**Quoted passage:**
--- start ---

Fig. 1. Representative Ellagitannins with Various Components

Prof. Yamada of Kwansei Gakuin University, who passed on in November 2019, had aimed to synthesize as many ellagitannins as possible, ideally all.1013) The author joined Prof. Yamada’s group for 3 years from 2015. This review describes representative studies reported by Prof. Yamada and coworkers during 2017–2023 and briefly introduces recent reports by other groups.

2. Method for Constructing a 3,6-(R)-HHDP-Bridged Glucose

The HHDP group in ellagitannins exhibits axial chirality due to the restricted rotation of the tetra-ortho-substituted aryl–aryl bond. The axial chirality tends to be controlled by the location of the HHDP bridge in D-glucose. For example, when the HHDP group is bridged between the oxygenated 3- and 6-positions (3-O and 6-O) of D-glucose, its axial chirality is generally R.2) Considering that the HHDP group is biosynthesized through β-PGG (1), the 3,6-O-(R)-HHDP-bridged glucose is biosynthesized via the flip of the pyranose ring of 1, as the conformation changes from an equatorial-rich chair to an axial-rich chair.

In 2017, we reported the biomimetic oxidative phenol coupling of 2, which is a partial benzyl (Bn)-protected compound of 1, and detected the 3,6-O-(R)-HHDP bridged glucose 3 in trace amounts14) (Chart 1a). This result implies that the 3,6-O-(R)-HHDP bridge could be synthesized via the oxidative phenol coupling of the 3,6-O-digalloyl glucose derivative 4. However, the reaction of 4 with CuCl2 and BuNH2 in MeOH did not afford the desired product, 5 (Chart 1b). This was attributed to the highly energetic barrier of flipping the pyranose ring from an equatorial-rich chair to an axial-rich chair. Thus, to construct a 3,6-O-(R)-HHDP bridge, we previously prepared acyclic digallate 6 via the opening of the pyranose ring of D-glucose and performed the CuCl2/BuNH2 oxidative phenol coupling reaction of 6.15) This reaction smoothly proceeded to produce the desired product 7 in 76% yield as the single isomer, which enabled the completion of the total synthesis of corilagin through the reconstruction of the pyranose ring (Chart 1c).

--- end ---

**Given task:**
Answer these questions about the ellagitannin synthesis review:
1. In what month and year did Prof. Yamada pass on?
2. What is the axial chirality of the HHDP group generally when it is bridged between the 3- and 6-positions of D-glucose?
3. In what yield did the CuCl2/BuNH2 oxidative phenol coupling of acyclic digallate 6 produce product 7?
The data that come next are not needed.

**Given material:**
--- start ---

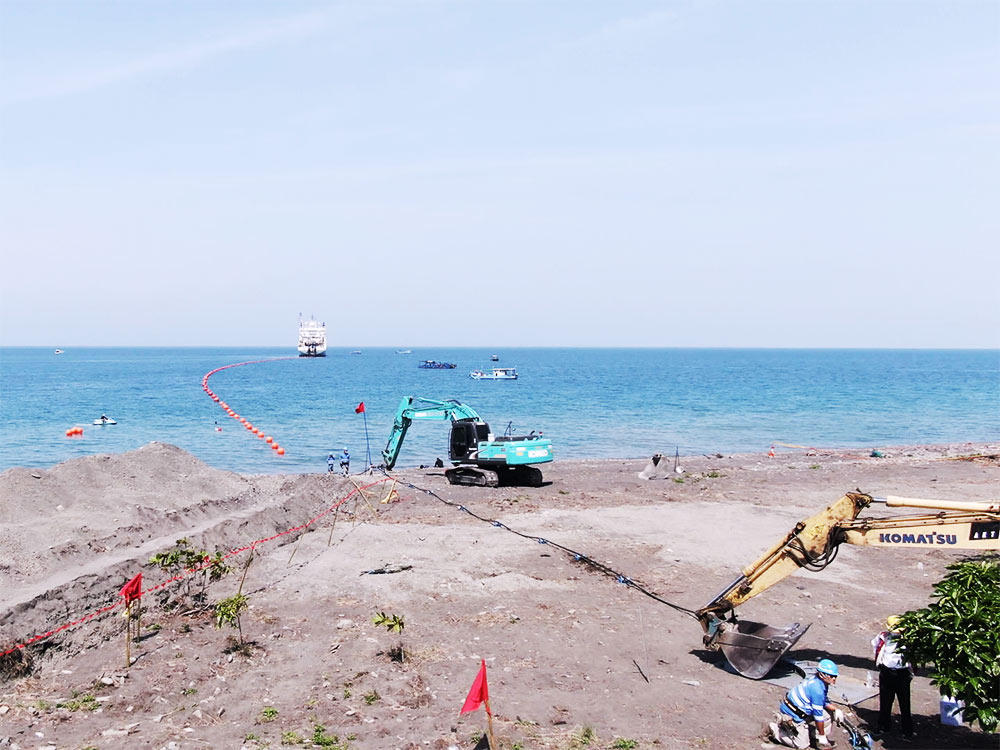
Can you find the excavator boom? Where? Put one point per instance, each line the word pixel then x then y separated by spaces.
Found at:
pixel 752 648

--- end ---

**Exercise solution:**
1. November 2019
2. R
3. 76%